━━━ Source passage ━━━

This product is manufactured by Eli Lilly using the ingredient pemetrexed.

This product is taken via intravenous injection.

Why is it prescribed?

Pemetrexed is used to treat nonsquamous locally advanced or metastatic non-small cell lung cancer (NSCLC).  It can be used as:

  • Initial treatment in combination with cisplatin.
  • Maintenance treatment given alone immediately after four cycles of platinum-based first-line chemotherapy.
  • Second line treatment given alone after prior chemotherapy.


To lower your chances of experiencing harmful side effects, it is important for you to take the following medication and vitamins prior to and/or during your treatment with Alimta®.

━━━ Information ━━━

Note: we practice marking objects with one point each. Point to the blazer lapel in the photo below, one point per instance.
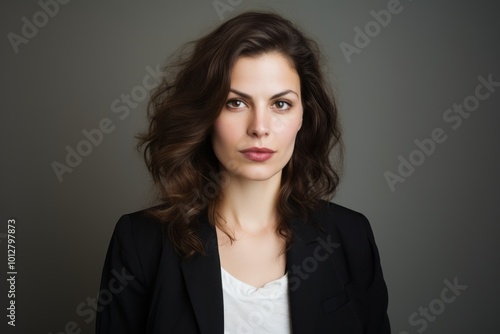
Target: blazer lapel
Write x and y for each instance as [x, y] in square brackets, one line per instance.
[203, 281]
[310, 248]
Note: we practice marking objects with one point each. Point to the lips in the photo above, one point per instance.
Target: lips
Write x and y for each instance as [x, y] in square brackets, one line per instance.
[258, 154]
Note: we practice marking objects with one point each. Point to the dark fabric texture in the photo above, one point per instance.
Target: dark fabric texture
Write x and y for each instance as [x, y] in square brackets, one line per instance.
[335, 279]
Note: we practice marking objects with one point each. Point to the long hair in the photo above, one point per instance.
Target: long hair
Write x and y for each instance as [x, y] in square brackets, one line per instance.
[182, 110]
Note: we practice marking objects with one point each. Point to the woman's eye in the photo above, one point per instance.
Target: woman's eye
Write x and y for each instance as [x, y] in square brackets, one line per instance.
[235, 104]
[282, 105]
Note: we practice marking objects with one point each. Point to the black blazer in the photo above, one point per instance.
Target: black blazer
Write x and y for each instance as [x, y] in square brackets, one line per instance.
[335, 279]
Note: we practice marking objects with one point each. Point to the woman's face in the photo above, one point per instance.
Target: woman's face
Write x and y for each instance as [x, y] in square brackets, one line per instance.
[254, 134]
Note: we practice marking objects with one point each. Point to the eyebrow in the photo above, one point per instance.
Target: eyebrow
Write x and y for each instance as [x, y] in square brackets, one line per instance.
[272, 97]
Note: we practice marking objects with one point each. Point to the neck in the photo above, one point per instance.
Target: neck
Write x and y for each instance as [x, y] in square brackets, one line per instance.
[249, 205]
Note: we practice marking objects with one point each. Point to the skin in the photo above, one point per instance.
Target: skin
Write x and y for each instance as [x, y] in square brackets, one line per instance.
[254, 116]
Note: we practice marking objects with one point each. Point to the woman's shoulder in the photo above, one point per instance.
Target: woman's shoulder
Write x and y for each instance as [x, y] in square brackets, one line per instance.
[331, 215]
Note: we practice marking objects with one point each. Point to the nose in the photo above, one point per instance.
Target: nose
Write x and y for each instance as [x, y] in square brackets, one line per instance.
[259, 122]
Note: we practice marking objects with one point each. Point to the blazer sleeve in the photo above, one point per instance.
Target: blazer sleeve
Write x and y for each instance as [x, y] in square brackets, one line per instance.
[371, 295]
[123, 298]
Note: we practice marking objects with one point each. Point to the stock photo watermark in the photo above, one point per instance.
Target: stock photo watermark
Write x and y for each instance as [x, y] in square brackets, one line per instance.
[363, 37]
[121, 107]
[30, 27]
[453, 117]
[224, 6]
[88, 309]
[429, 313]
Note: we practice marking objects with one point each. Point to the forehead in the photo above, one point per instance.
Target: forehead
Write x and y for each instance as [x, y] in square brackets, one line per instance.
[266, 72]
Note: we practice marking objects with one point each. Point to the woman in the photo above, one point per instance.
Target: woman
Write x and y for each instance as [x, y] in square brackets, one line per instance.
[239, 143]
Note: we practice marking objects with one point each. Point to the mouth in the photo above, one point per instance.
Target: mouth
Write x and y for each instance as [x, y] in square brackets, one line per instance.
[258, 154]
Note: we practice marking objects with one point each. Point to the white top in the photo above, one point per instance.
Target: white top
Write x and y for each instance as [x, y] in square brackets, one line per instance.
[248, 309]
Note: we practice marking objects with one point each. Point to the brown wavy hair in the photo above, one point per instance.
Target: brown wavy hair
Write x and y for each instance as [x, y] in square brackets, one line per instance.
[182, 110]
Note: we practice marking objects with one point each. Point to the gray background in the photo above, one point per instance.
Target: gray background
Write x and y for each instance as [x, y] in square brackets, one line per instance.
[441, 223]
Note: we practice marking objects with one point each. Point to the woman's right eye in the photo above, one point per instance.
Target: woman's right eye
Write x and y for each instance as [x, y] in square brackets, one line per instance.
[235, 104]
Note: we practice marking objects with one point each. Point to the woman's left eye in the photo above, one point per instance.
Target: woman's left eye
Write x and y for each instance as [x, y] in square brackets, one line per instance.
[235, 104]
[282, 105]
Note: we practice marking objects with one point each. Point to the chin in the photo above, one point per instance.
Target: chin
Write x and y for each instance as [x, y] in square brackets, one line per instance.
[257, 174]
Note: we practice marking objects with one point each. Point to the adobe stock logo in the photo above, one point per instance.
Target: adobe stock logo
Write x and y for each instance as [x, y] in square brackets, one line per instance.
[121, 108]
[40, 19]
[436, 306]
[454, 116]
[222, 6]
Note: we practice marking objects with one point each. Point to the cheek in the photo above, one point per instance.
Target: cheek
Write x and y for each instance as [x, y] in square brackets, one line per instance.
[224, 134]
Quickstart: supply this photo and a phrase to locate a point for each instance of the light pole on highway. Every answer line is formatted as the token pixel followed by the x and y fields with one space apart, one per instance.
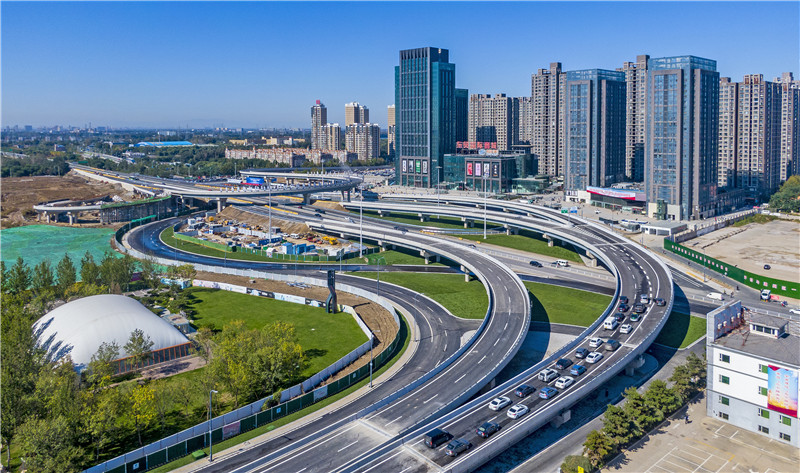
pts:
pixel 210 416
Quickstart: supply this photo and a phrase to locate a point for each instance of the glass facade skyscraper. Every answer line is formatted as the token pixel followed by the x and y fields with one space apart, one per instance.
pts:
pixel 682 137
pixel 425 128
pixel 595 128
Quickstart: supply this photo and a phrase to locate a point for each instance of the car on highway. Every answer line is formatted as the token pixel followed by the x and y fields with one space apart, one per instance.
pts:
pixel 456 446
pixel 517 411
pixel 436 437
pixel 499 403
pixel 577 370
pixel 563 363
pixel 524 390
pixel 594 357
pixel 564 382
pixel 487 429
pixel 547 392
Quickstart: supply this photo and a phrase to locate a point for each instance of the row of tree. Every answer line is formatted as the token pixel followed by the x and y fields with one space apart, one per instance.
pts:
pixel 640 413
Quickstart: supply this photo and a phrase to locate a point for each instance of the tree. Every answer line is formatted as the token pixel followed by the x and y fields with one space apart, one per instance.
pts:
pixel 90 273
pixel 597 447
pixel 641 413
pixel 662 397
pixel 142 410
pixel 66 274
pixel 138 347
pixel 42 278
pixel 617 426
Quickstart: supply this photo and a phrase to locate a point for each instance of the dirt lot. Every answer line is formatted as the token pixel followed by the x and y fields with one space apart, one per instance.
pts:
pixel 20 194
pixel 750 247
pixel 376 317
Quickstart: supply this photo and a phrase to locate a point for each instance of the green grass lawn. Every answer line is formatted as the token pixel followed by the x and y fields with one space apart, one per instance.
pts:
pixel 294 416
pixel 392 256
pixel 564 305
pixel 530 242
pixel 463 299
pixel 324 337
pixel 681 330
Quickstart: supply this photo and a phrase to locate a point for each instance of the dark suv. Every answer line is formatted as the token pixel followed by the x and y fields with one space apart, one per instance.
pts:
pixel 436 437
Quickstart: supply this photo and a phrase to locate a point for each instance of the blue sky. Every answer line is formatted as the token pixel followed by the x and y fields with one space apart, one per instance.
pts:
pixel 259 64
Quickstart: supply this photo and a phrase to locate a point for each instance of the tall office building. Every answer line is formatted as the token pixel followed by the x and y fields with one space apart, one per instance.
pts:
pixel 355 113
pixel 790 125
pixel 728 132
pixel 523 120
pixel 319 117
pixel 635 104
pixel 426 115
pixel 547 142
pixel 595 125
pixel 462 113
pixel 759 136
pixel 681 137
pixel 390 132
pixel 364 140
pixel 491 119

━━━

• [Things to do]:
A) Answer these questions using the pemetrexed text:
(i) Which company manufactures the product?
(ii) By what route is the product taken?
(iii) After how many cycles of platinum-based first-line chemotherapy is the maintenance treatment given?
B) Carry on the pemetrexed text from its last sentence.

• [Answers in order]:
A)
(i) Eli Lilly
(ii) By intravenous injection
(iii) Four cycles

B)
  • Your doctor will prescribe a medicine called a corticosteroid *such as dexamethasone) to take the day before, the day of, and the day after Alimta® treatment. This lowers your chances for getting skin reactions with Alimta®
  • To prevent possible toxicity from Alimta®, you must start taking 350- 600 micrograms of folic acid every day for at least 5 days out of the 7 days before your first dose. You must keep taking folic acid every day during the time you are getting treatment with Alimta® and for 21 days after your last treatment.  Also, you will receive vitamin B12 injections while you are getting treatment with Alimta®. You will get your first vitamin B12 injection during the week before your first dose of Alimta®, and then about every 9 weeks during treatment until 3 weeks after the last dose..

You will have regular blood tests before and during your treatment with Alimta®. Your doctor may adjust your dose or delay treatment based on the results of your blood tests and on your general condition.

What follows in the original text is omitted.